Material for the task →
○ ○ ○ ○

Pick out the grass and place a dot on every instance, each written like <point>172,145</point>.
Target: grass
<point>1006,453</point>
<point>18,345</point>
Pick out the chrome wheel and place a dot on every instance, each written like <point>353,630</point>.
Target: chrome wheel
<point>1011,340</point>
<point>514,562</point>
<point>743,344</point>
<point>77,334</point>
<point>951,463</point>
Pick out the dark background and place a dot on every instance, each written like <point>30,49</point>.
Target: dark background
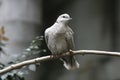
<point>95,24</point>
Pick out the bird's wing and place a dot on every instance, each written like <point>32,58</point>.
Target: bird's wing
<point>69,38</point>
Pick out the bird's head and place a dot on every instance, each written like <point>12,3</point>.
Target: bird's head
<point>64,18</point>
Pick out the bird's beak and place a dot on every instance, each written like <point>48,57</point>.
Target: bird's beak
<point>70,18</point>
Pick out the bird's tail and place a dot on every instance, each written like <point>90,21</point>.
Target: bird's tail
<point>70,63</point>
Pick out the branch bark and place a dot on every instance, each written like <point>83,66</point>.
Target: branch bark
<point>51,57</point>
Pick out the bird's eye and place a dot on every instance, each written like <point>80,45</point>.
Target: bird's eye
<point>64,16</point>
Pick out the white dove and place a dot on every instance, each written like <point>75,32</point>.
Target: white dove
<point>59,39</point>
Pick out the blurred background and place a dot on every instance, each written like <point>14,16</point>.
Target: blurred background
<point>96,26</point>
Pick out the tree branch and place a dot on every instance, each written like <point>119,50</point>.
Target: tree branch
<point>56,56</point>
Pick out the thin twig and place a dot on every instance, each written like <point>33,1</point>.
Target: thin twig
<point>51,57</point>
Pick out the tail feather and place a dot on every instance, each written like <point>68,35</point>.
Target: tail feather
<point>70,63</point>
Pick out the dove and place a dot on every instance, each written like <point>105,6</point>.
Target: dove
<point>59,39</point>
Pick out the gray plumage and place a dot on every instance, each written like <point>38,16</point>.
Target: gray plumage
<point>59,39</point>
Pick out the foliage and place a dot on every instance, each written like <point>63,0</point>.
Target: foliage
<point>33,49</point>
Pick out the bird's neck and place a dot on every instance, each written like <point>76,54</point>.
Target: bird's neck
<point>62,23</point>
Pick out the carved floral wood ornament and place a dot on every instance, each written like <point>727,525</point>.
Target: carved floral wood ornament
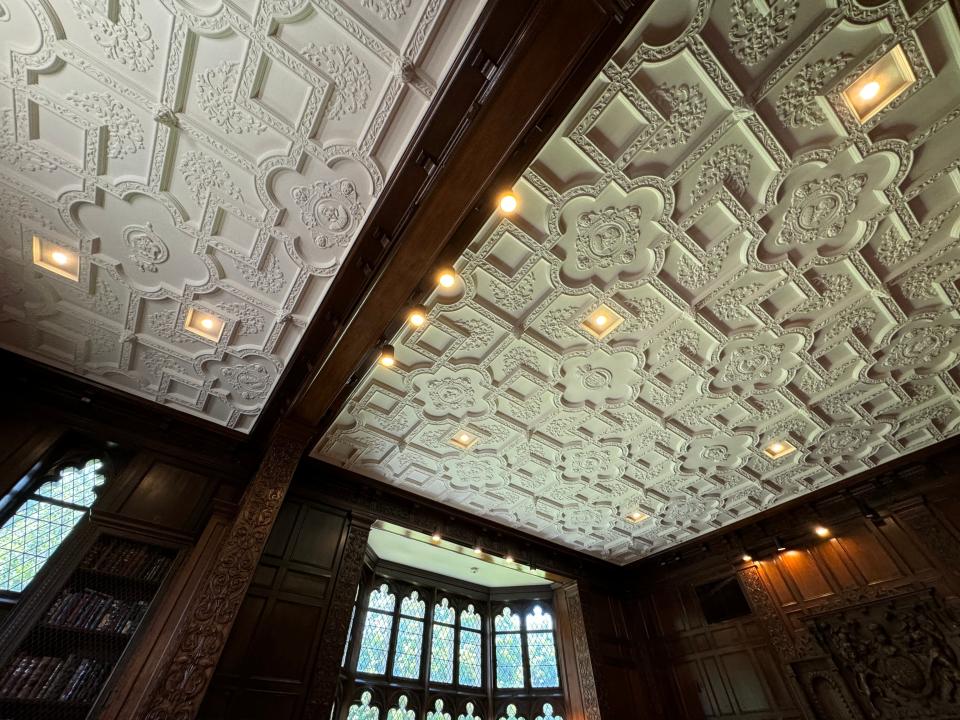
<point>215,154</point>
<point>783,273</point>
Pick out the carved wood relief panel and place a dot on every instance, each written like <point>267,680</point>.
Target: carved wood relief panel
<point>211,156</point>
<point>781,271</point>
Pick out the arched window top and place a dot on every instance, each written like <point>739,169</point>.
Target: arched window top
<point>469,618</point>
<point>548,713</point>
<point>442,612</point>
<point>44,518</point>
<point>437,713</point>
<point>401,712</point>
<point>413,606</point>
<point>468,714</point>
<point>507,622</point>
<point>539,620</point>
<point>383,599</point>
<point>364,710</point>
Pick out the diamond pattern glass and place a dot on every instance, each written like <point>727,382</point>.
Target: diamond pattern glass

○ ○ ○ ○

Brief →
Starting with the line that contains "Target: tree branch" and finishing with the line that contains "Pick out the carved wood", reproduce every line of the material above exactly, but not the pictures.

Exercise output →
Target: tree branch
<point>56,56</point>
Pick out the thin twig and place a dot on every instance, each written like <point>33,1</point>.
Target: thin twig
<point>51,57</point>
Pick out the tail feather and place a dot on every instance, each written like <point>68,35</point>.
Target: tail feather
<point>70,63</point>
Pick out the dove and place a dot on every instance, each written like <point>105,6</point>.
Target: dove
<point>59,39</point>
Pick out the gray plumage and place a dot on every instance, each written like <point>38,16</point>.
Target: gray plumage
<point>59,39</point>
Pick out the foliage and place a dot on every instance, each written like <point>63,0</point>.
Target: foliage
<point>33,49</point>
Pick out the bird's neck and place a dot on every instance, each written like <point>76,54</point>.
Target: bird's neck
<point>62,23</point>
Pick out the carved floral wood ornament and place a dot on every instance, each written like <point>727,525</point>.
Target: carved floral wood ornament
<point>215,154</point>
<point>783,273</point>
Pick out the carved wood relief panel and place a dot on every instance, each written like <point>267,680</point>.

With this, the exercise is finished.